Reproduce every one of the lines below word for word, but leave the pictures out of your answer.

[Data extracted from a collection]
>> start
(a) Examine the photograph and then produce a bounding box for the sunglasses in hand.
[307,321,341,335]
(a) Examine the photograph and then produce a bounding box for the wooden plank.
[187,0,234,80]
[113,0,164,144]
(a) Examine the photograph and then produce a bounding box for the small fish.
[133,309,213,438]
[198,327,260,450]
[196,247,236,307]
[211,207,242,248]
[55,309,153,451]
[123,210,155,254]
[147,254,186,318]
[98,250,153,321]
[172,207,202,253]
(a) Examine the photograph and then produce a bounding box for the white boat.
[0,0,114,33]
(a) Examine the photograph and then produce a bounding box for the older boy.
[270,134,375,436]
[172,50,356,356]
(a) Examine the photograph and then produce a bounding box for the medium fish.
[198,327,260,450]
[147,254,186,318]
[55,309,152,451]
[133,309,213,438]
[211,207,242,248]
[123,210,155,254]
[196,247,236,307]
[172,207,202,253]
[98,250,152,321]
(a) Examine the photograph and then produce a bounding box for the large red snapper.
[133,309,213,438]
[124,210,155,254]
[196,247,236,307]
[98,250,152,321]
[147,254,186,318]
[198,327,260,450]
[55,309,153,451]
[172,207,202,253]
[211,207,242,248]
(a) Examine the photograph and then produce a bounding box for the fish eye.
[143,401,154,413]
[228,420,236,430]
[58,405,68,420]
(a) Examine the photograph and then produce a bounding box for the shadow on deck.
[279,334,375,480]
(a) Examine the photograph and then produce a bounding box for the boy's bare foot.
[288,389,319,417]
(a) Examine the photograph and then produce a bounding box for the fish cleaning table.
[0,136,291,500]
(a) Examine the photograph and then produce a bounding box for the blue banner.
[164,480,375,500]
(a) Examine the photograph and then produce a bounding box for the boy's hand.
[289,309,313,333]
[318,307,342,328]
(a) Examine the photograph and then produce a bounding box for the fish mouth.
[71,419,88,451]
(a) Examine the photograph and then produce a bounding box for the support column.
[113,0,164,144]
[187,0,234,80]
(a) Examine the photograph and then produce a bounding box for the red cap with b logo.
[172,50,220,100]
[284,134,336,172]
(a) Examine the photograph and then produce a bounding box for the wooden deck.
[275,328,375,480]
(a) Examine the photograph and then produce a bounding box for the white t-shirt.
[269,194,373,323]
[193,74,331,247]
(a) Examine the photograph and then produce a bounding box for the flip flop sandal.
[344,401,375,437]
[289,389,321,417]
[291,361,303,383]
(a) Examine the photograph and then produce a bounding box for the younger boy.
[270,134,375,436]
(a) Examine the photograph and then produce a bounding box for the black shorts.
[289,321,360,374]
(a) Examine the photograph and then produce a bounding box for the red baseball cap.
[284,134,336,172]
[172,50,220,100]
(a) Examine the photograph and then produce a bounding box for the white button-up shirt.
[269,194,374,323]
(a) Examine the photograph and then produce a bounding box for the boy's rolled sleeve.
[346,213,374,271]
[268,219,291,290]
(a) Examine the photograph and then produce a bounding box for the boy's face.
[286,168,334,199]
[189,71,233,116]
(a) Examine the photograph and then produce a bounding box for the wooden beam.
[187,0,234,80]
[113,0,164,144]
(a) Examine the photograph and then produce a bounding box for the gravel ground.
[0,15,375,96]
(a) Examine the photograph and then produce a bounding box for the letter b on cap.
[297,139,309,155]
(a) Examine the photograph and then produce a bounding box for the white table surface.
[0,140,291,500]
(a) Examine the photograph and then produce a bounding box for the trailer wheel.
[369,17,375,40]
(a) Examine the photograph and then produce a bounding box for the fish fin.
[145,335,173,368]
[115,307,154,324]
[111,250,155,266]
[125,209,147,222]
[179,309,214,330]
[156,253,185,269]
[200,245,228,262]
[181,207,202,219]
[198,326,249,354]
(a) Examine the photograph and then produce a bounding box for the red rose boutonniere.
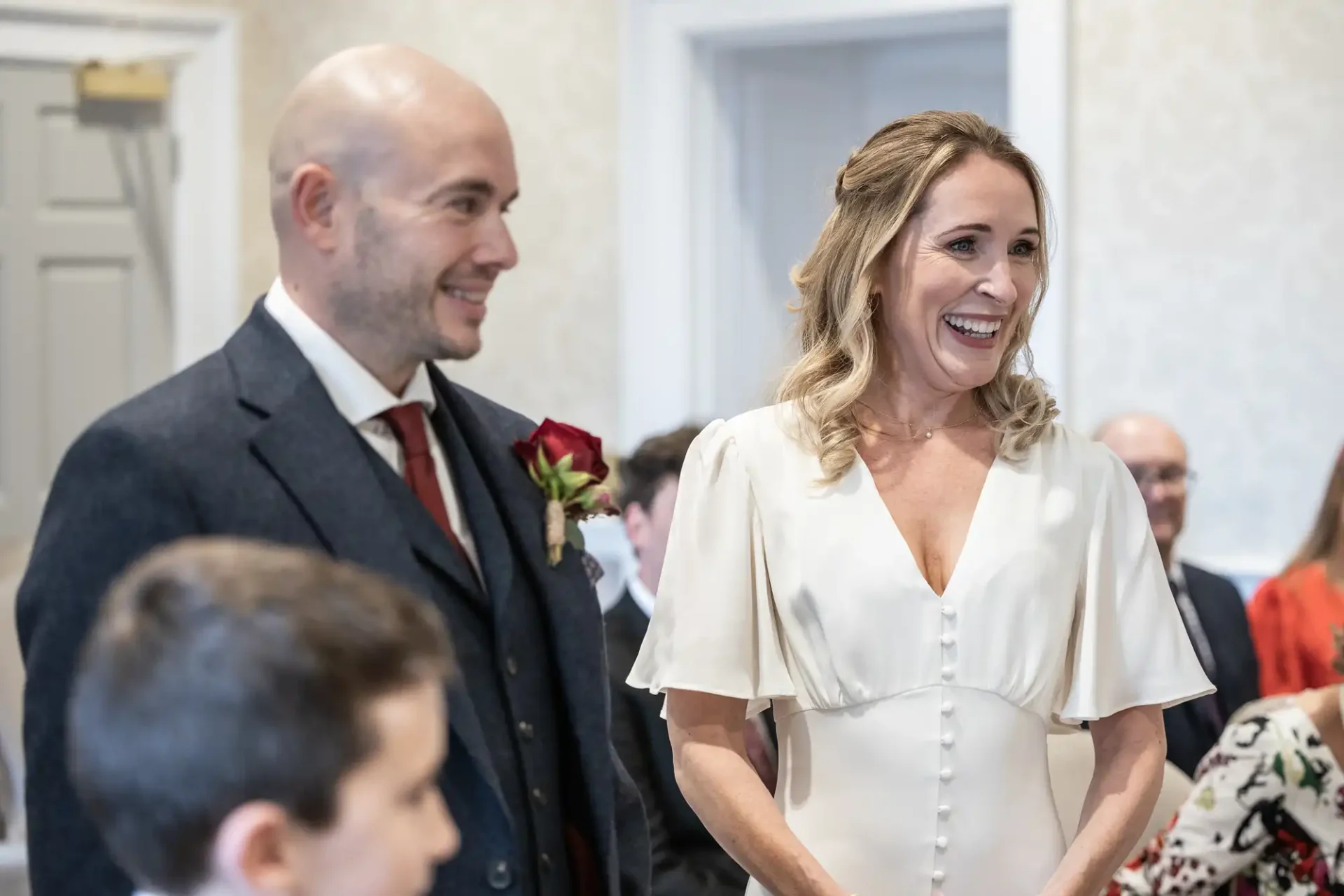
[513,418,620,566]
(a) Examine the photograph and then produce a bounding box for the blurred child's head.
[69,539,458,896]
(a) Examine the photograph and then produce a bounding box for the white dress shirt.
[265,276,479,573]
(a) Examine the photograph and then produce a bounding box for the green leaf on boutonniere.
[564,520,583,551]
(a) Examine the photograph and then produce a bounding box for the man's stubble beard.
[332,206,479,364]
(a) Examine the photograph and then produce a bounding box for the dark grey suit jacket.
[1163,563,1259,778]
[18,302,649,896]
[606,591,748,896]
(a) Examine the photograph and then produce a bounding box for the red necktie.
[379,403,476,573]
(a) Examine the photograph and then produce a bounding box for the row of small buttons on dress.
[932,605,957,896]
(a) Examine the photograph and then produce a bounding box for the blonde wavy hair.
[778,111,1059,482]
[1284,449,1344,575]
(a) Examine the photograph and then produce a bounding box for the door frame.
[618,0,1070,450]
[0,0,242,370]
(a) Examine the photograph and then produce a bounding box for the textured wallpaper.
[1071,0,1344,572]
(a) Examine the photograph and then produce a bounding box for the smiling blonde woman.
[630,111,1211,896]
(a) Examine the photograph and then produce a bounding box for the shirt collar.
[1167,548,1185,591]
[265,276,437,426]
[625,573,657,620]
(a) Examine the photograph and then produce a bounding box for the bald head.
[267,46,517,395]
[1093,414,1185,459]
[270,44,504,238]
[1094,414,1189,566]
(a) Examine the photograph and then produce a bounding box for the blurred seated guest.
[1097,414,1259,775]
[1106,631,1344,896]
[63,539,458,896]
[1250,451,1344,694]
[606,426,774,896]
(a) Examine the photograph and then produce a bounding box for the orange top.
[1246,563,1344,697]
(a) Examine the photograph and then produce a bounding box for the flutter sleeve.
[1056,442,1214,722]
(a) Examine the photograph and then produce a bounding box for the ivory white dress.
[629,405,1214,896]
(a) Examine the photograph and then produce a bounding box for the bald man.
[1096,414,1259,776]
[18,46,649,896]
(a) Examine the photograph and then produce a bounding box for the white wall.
[1071,0,1344,568]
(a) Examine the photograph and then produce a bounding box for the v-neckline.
[856,453,1001,601]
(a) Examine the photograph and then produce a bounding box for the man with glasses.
[1094,414,1259,776]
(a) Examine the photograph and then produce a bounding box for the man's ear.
[212,802,300,893]
[289,162,342,253]
[621,504,649,556]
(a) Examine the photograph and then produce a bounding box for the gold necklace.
[859,400,980,440]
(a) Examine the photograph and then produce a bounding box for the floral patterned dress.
[1106,703,1344,896]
>> end
## Solution to the exercise
(a) Examine the photograph and then produce a bounding box for the sunglasses in hand.
[307,321,341,335]
(a) Examine the photograph and then produce a bounding box for the wooden plank.
[187,0,234,80]
[113,0,164,144]
(a) Examine the photograph and then produce a bounding box for the small fish.
[133,309,213,438]
[198,327,260,450]
[196,247,236,307]
[211,207,242,248]
[55,309,153,451]
[123,210,155,254]
[147,254,186,318]
[98,250,153,321]
[172,207,202,253]
(a) Examine the photograph and then produce a bounding box for the white boat.
[0,0,114,33]
(a) Examine the photograph and then produce a bounding box for the older boy.
[270,134,375,436]
[172,50,356,356]
(a) Examine the photograph and then produce a bounding box for the medium fish.
[198,327,260,450]
[147,254,186,318]
[55,309,152,451]
[133,309,213,438]
[211,207,242,248]
[123,210,155,254]
[196,247,236,307]
[172,207,202,253]
[98,250,152,321]
(a) Examine the photograph and then produce a bounding box for the large red snapper.
[133,309,213,438]
[124,210,155,254]
[196,247,236,307]
[98,250,152,321]
[147,254,186,318]
[198,327,260,450]
[55,309,153,451]
[172,207,202,253]
[211,207,242,248]
(a) Examine the photograph and then produce a bounding box for the fish eye.
[143,401,154,413]
[228,420,236,430]
[58,405,68,420]
(a) Examine the photograph and then produce a bounding box for the shadow on deck.
[279,334,375,480]
(a) Examine the photograph and then produce a bounding box for the boy's bare foot.
[288,389,319,417]
(a) Examine the photograph and then produce a bounding box for the fish cleaning table.
[0,136,291,500]
(a) Examine the photograph and then produce a bounding box for the blue banner.
[164,480,375,500]
(a) Examine the photograph and then produce a bounding box for the boy's hand.
[289,309,313,333]
[318,307,342,328]
(a) Examine the photograph and then produce a bounding box for the fish mouth.
[71,419,88,451]
(a) Examine the photograph and then produce a bounding box for the support column.
[113,0,164,144]
[187,0,234,80]
(a) Examine the photograph and then produce a bounding box for the red cap with b logo.
[172,50,220,100]
[284,134,336,172]
(a) Examine the photograph and then produce a bounding box for the wooden deck.
[275,328,375,480]
(a) Examine the photograph and then produce a bounding box for the white t-shirt.
[269,194,373,323]
[193,74,331,247]
(a) Examine the photograph and then produce a bounding box for the flip flop sandal.
[344,401,375,437]
[289,389,321,417]
[291,361,303,383]
(a) Examine the photograph and then produce a bounding box for the younger boy.
[270,134,375,436]
(a) Examine the photograph and then produce a bounding box for the black shorts.
[289,321,360,374]
(a) Examine the photograph and then produce a bounding box for the red baseball cap.
[284,134,336,172]
[172,50,220,100]
(a) Examine the photograph and then produce a bounding box for the white button-up shirt.
[269,194,374,323]
(a) Examine the photograph and then produce a bounding box for the boy's rolled sleeve.
[346,213,374,271]
[268,219,291,290]
(a) Examine the photograph and then produce a bounding box for the boy's face.
[286,168,334,199]
[189,71,233,116]
(a) Examine the photograph and then produce a bounding box for the wooden beam.
[187,0,234,80]
[113,0,164,144]
(a) Examine the photograph and then produce a bounding box for the gravel ground.
[0,15,375,96]
(a) Examine the photograph and then produce a bounding box for the letter b on cap.
[297,139,309,155]
(a) Examine the photograph and then produce a bounding box for the white table surface.
[0,140,291,500]
(a) Examine the photograph and then produce a bounding box for the trailer wheel.
[369,17,375,40]
(a) Examine the photograph and then produce a bounding box for the fish fin.
[145,335,173,368]
[115,307,154,324]
[111,250,155,266]
[125,209,147,222]
[179,309,214,330]
[156,253,185,269]
[200,245,228,262]
[181,207,202,219]
[198,326,249,354]
(a) Examine the photograph and then produce a bounding box for the red rose boutonniere.
[513,418,620,566]
(a) Examine the photograph and then produce a bounding box for the blurred child's head.
[69,539,458,896]
(a) Examine the photograph and then produce a bounding box for the white dress shirt.
[265,276,479,573]
(a) Examine the photograph and then produce a bounding box for the green leaf on boutonniere.
[564,520,583,551]
(a) Examine the photograph and then produce a bounding box for the man's stubble beard.
[332,206,479,364]
(a) Examine the photograph and then produce a bounding box for the dark grey suit jacket.
[1163,563,1259,778]
[18,302,649,896]
[606,591,748,896]
(a) Examine the photograph and then produce a bounding box for the red necktie.
[379,403,476,573]
(a) Examine the photograph and then produce a bounding box for the row of small buttons on dress.
[932,605,957,896]
(a) Examine the photograph and then produce a bounding box for the blonde wavy hair.
[778,111,1059,482]
[1284,449,1344,575]
(a) Examine the photograph and then produce a bounding box for the door frame.
[618,0,1070,450]
[0,0,242,370]
(a) Examine the photograph and then produce a bounding box for the textured wallpaper.
[1071,0,1344,572]
(a) Examine the photograph and then produce a bounding box for the smiling blonde woman.
[630,111,1211,896]
(a) Examine the photograph and then produce a bounding box for the shirt collar.
[1167,548,1185,591]
[265,276,437,426]
[625,573,657,620]
(a) Examine the photograph and then produce a bounding box for the bald head.
[267,46,517,395]
[1093,414,1185,459]
[270,44,504,238]
[1094,414,1189,566]
(a) Examine the photograph and then produce a bounding box for the blurred seated guest.
[1097,414,1259,775]
[1106,631,1344,896]
[63,539,458,896]
[1250,451,1344,694]
[606,426,774,896]
(a) Examine the photograph and then produce a bounding box for the orange top.
[1246,563,1344,697]
(a) Examine the photograph and then produce a bounding box for the flutter sleeve.
[1056,442,1214,722]
(a) Examine the photograph and then produce a bounding box for the ivory white dress.
[629,405,1214,896]
(a) Examine the photograph and then produce a bounding box for the bald man.
[1096,414,1259,776]
[18,46,649,896]
(a) Examine the photograph and then produce a bounding box for the white wall.
[1071,0,1344,568]
(a) Examine the photograph and then produce a bounding box for the v-neckline.
[856,453,1001,601]
(a) Examine the photograph and then produce a bounding box for the man with glasses.
[1094,414,1259,776]
(a) Examine the photograph and then produce a bounding box for the man's ear.
[212,802,300,893]
[289,162,342,253]
[621,504,649,556]
(a) Examine the photograph and then produce a bounding box for the gold necklace.
[859,400,980,440]
(a) Examine the photograph and then produce a bounding box for the floral patterned dress.
[1106,703,1344,896]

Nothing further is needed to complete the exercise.